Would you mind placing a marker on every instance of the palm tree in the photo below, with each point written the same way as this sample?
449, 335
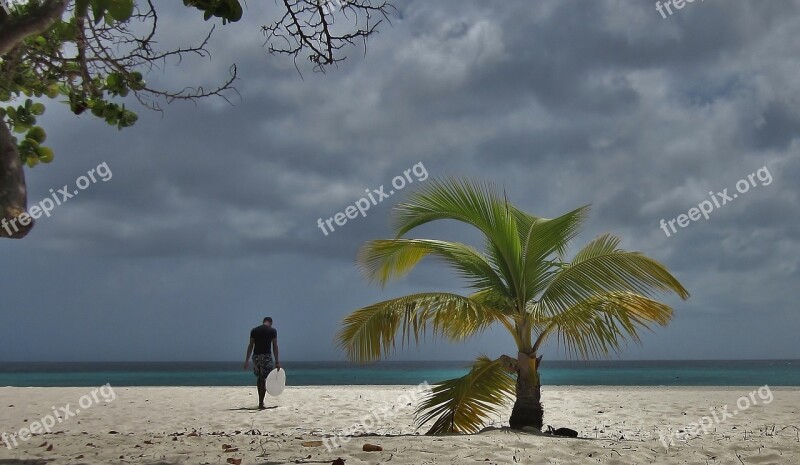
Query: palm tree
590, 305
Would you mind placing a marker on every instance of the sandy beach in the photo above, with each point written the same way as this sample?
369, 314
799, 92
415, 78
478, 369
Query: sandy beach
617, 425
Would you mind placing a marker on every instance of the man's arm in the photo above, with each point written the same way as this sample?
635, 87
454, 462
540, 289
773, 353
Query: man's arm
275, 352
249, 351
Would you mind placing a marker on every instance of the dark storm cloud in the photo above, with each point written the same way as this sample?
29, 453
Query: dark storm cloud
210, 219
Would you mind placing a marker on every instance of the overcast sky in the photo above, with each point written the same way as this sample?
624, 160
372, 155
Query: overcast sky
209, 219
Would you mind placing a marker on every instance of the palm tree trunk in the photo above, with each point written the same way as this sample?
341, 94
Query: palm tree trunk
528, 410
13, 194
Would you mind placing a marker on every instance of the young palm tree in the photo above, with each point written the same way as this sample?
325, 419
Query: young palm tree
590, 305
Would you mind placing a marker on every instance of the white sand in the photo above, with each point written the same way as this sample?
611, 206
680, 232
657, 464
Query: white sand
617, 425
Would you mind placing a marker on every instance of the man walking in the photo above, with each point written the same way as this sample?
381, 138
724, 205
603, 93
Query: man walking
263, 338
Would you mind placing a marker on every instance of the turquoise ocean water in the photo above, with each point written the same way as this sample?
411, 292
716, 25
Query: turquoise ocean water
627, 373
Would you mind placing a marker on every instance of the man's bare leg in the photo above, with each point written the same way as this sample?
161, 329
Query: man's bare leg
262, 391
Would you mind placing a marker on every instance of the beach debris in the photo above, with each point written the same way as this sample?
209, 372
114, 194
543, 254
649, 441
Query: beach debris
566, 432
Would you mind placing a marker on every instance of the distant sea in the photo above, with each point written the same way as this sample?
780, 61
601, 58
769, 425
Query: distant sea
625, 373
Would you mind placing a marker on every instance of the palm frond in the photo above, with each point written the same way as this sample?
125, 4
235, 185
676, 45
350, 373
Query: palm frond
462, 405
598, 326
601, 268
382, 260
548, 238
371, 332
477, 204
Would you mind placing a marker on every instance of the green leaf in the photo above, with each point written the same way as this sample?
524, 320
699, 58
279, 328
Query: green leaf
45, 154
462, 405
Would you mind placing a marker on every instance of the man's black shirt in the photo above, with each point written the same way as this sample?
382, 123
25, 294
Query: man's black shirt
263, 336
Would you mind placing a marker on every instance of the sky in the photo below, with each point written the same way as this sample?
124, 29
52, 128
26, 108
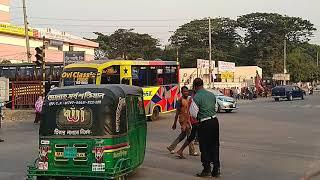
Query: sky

************

- _Problem statement_:
From the line holding "the man walking" to the last line of the listing, please output each line exactly as it stands. Pictures stay out of the copy.

- _Solution for this problem_:
Would you mind placing a marker on every instance of the man walking in the photo above, with each point written the same way as this sample?
381, 138
724, 205
603, 93
Query: man walking
263, 338
Would you mind placing a marker on every instance of the turquoise ocean water in the photo above, with each point written the same way as this sample?
411, 292
716, 25
Query: turquoise ocean water
627, 373
Would you mind placing a marker on every instance of the man's bare leg in the photo above, with each point written the same way as this sample?
161, 329
Query: man's bare leg
262, 391
Would you mind placing a marker on every instance of the beach debris in the photo above, with each point written the same way as this sample?
209, 372
114, 194
543, 254
649, 441
Query: beach debris
566, 432
Would you mind placing a marker on every instance of the distant sea in the photo above, with each point written the same way as this sample?
780, 61
601, 58
769, 425
Query: distant sea
625, 373
Would you mind placing a marker on every instance of the palm frond in the photo above, with each point written the same way as this sample?
125, 4
235, 185
676, 45
350, 373
Query: palm frond
462, 405
598, 326
601, 268
382, 260
548, 238
371, 332
477, 204
Would you mind placing a marker on every instance of the green leaf in the photo above, with each point written the same way as this sample?
524, 320
699, 58
279, 328
Query: green leaf
45, 154
462, 405
Would you mind placing a marker on every instance of the man's black shirt in the photo above, with each point written the same way as this sample?
382, 123
25, 294
Query: man's black shirt
263, 336
Would you mind placing a marker on every instance of the sky in the photo below, with each point written the same way as this sample?
124, 29
52, 128
26, 108
Query: sky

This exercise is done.